--- Start ---

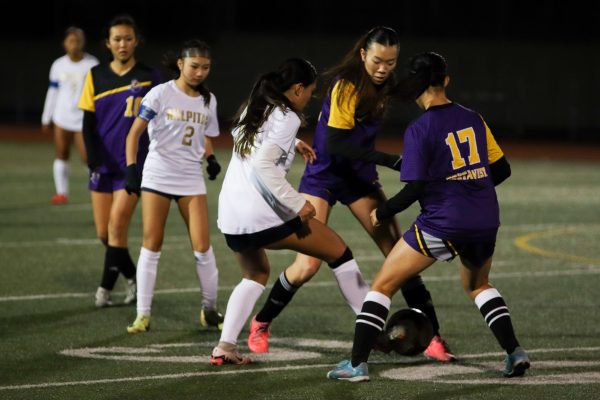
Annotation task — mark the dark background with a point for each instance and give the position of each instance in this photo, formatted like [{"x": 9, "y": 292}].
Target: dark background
[{"x": 530, "y": 68}]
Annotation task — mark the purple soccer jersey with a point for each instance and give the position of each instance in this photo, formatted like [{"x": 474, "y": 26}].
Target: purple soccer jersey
[
  {"x": 328, "y": 173},
  {"x": 115, "y": 100},
  {"x": 450, "y": 148}
]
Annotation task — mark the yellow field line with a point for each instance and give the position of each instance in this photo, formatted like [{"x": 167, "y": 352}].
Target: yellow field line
[{"x": 523, "y": 242}]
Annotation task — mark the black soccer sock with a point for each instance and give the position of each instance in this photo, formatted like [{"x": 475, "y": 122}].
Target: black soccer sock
[
  {"x": 111, "y": 269},
  {"x": 369, "y": 323},
  {"x": 417, "y": 296},
  {"x": 281, "y": 294},
  {"x": 496, "y": 315}
]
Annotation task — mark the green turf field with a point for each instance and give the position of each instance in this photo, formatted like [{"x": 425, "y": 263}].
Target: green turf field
[{"x": 55, "y": 345}]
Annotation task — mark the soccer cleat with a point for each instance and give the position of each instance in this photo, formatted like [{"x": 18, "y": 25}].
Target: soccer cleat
[
  {"x": 258, "y": 338},
  {"x": 221, "y": 357},
  {"x": 516, "y": 363},
  {"x": 102, "y": 297},
  {"x": 141, "y": 324},
  {"x": 60, "y": 199},
  {"x": 438, "y": 350},
  {"x": 130, "y": 292},
  {"x": 344, "y": 371}
]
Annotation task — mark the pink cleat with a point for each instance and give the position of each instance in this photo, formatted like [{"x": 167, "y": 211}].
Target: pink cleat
[
  {"x": 439, "y": 350},
  {"x": 221, "y": 357},
  {"x": 258, "y": 339}
]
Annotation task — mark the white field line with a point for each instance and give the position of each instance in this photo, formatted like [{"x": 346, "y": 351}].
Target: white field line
[
  {"x": 166, "y": 376},
  {"x": 500, "y": 275},
  {"x": 436, "y": 371}
]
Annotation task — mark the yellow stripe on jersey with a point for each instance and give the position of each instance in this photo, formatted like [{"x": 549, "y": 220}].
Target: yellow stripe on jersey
[
  {"x": 121, "y": 89},
  {"x": 341, "y": 115},
  {"x": 86, "y": 101},
  {"x": 418, "y": 235},
  {"x": 494, "y": 151}
]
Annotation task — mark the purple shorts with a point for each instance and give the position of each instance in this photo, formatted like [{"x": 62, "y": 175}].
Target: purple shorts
[
  {"x": 474, "y": 251},
  {"x": 106, "y": 182},
  {"x": 333, "y": 189}
]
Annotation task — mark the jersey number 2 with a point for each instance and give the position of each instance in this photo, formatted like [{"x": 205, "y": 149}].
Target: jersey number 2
[{"x": 464, "y": 135}]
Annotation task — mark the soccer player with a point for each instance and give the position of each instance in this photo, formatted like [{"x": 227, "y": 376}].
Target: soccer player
[
  {"x": 67, "y": 75},
  {"x": 110, "y": 100},
  {"x": 358, "y": 92},
  {"x": 451, "y": 163},
  {"x": 258, "y": 207},
  {"x": 181, "y": 117}
]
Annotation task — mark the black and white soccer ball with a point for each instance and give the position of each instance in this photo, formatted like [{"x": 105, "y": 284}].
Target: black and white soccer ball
[{"x": 407, "y": 332}]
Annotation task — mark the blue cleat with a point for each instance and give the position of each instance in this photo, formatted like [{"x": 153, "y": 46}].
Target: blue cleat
[
  {"x": 344, "y": 371},
  {"x": 516, "y": 363}
]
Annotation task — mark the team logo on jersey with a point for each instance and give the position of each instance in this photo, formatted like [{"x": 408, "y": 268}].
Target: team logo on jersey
[{"x": 135, "y": 85}]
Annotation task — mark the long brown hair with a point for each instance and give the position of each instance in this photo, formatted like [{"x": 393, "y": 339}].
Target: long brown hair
[
  {"x": 372, "y": 99},
  {"x": 267, "y": 94}
]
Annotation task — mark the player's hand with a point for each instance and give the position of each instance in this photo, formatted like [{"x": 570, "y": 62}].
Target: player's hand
[
  {"x": 132, "y": 180},
  {"x": 307, "y": 152},
  {"x": 393, "y": 161},
  {"x": 212, "y": 168},
  {"x": 374, "y": 220},
  {"x": 307, "y": 212}
]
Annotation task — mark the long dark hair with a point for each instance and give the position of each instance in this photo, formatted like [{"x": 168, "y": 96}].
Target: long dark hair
[
  {"x": 123, "y": 19},
  {"x": 190, "y": 48},
  {"x": 372, "y": 99},
  {"x": 268, "y": 93},
  {"x": 422, "y": 71}
]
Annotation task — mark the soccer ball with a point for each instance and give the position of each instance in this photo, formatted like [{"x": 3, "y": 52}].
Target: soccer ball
[{"x": 407, "y": 332}]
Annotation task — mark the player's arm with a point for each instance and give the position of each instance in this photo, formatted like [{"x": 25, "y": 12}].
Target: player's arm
[
  {"x": 499, "y": 166},
  {"x": 212, "y": 167},
  {"x": 410, "y": 193},
  {"x": 50, "y": 101},
  {"x": 133, "y": 138}
]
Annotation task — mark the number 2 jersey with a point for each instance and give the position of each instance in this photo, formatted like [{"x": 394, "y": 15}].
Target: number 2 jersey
[
  {"x": 451, "y": 147},
  {"x": 177, "y": 126},
  {"x": 115, "y": 101}
]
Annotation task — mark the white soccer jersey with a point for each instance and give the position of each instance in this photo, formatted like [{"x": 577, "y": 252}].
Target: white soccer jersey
[
  {"x": 255, "y": 193},
  {"x": 177, "y": 126},
  {"x": 66, "y": 82}
]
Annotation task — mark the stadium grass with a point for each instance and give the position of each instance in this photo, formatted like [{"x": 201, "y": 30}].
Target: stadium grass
[{"x": 547, "y": 266}]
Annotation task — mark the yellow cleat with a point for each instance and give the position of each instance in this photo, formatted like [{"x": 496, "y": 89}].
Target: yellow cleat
[
  {"x": 211, "y": 318},
  {"x": 141, "y": 324}
]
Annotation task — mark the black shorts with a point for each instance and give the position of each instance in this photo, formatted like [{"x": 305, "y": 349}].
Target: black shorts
[{"x": 257, "y": 240}]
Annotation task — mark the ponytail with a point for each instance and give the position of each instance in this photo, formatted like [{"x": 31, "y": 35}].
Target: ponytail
[{"x": 266, "y": 94}]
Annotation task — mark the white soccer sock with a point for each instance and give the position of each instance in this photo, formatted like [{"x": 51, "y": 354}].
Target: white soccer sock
[
  {"x": 351, "y": 283},
  {"x": 208, "y": 276},
  {"x": 146, "y": 279},
  {"x": 61, "y": 172},
  {"x": 239, "y": 307}
]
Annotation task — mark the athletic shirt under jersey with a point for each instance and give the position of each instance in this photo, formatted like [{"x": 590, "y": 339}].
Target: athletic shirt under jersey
[
  {"x": 451, "y": 147},
  {"x": 361, "y": 133},
  {"x": 66, "y": 82},
  {"x": 177, "y": 126},
  {"x": 245, "y": 203},
  {"x": 116, "y": 101}
]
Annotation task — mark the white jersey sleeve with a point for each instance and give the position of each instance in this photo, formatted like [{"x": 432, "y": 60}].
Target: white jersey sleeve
[
  {"x": 272, "y": 160},
  {"x": 51, "y": 95},
  {"x": 270, "y": 181}
]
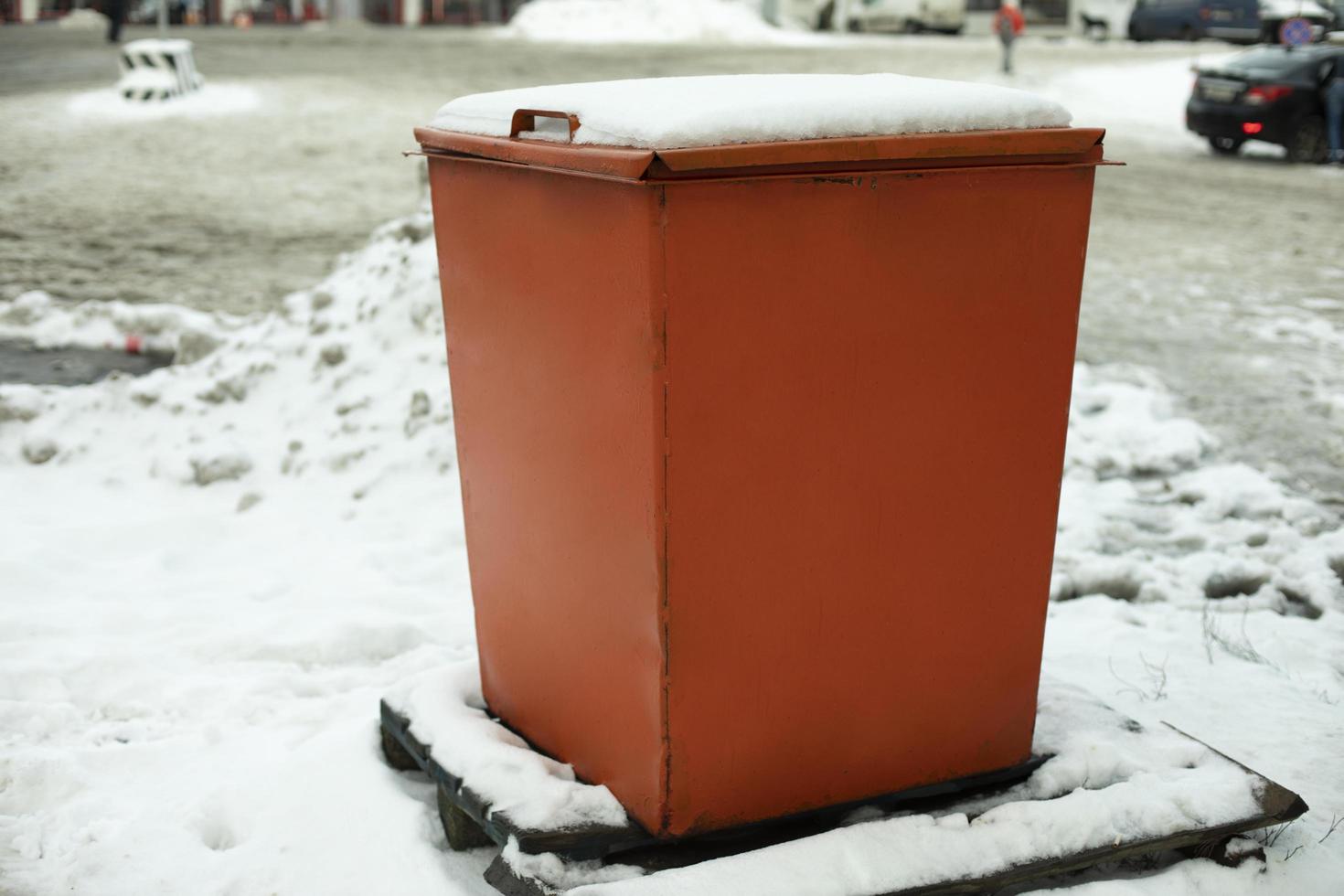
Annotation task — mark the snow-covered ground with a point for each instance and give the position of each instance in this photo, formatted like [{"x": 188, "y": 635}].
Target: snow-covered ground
[{"x": 210, "y": 575}]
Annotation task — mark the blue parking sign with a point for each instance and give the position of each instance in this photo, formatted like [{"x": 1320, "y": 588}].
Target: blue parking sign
[{"x": 1295, "y": 32}]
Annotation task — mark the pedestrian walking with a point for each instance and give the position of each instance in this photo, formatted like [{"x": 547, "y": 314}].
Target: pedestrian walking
[
  {"x": 1008, "y": 26},
  {"x": 116, "y": 11},
  {"x": 1335, "y": 111}
]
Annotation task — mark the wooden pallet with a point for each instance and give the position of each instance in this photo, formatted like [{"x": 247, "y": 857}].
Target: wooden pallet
[{"x": 469, "y": 822}]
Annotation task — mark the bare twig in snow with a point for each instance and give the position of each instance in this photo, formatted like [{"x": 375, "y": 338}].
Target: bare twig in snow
[{"x": 1156, "y": 675}]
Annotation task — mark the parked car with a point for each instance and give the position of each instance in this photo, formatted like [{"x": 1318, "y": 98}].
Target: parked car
[
  {"x": 946, "y": 16},
  {"x": 1267, "y": 93},
  {"x": 1275, "y": 12},
  {"x": 1234, "y": 20},
  {"x": 1237, "y": 20}
]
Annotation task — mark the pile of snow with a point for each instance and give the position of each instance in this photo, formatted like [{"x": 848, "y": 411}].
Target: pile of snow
[
  {"x": 1106, "y": 784},
  {"x": 643, "y": 22},
  {"x": 212, "y": 572},
  {"x": 1146, "y": 513},
  {"x": 108, "y": 105},
  {"x": 448, "y": 713},
  {"x": 666, "y": 113}
]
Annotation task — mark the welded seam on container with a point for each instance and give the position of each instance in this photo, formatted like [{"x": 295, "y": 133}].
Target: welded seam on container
[{"x": 666, "y": 797}]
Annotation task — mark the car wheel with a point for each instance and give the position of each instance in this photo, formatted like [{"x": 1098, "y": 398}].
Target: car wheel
[{"x": 1308, "y": 144}]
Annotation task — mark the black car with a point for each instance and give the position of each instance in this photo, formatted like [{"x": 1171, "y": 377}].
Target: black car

--- End ---

__GIVEN PROBLEM__
Scale the material from the line that contains "Annotation task — mark the welded" through the end of the material. Reproduce every line, requests included, multiplying each answer coordinate by 2.55 and rounding to a whole number with halves rounded up, but leave the numbers in the requests and their format samples as they are.

__ANSWER IN FULL__
Annotation task — mark the welded seam on container with a point for each instance and give the position of each instance in this photo, formatted like [{"x": 295, "y": 133}].
Target: welded seam on container
[{"x": 1698, "y": 2032}]
Annotation task — mark the car wheel with a point for each instance and give the position of each instance in this photo, formatted like [{"x": 1098, "y": 398}].
Target: car wheel
[{"x": 3335, "y": 367}]
Annotation task — mark the black car with a point for each instance and give the position of each instance in this photo, formatted like [{"x": 1171, "y": 377}].
Target: black car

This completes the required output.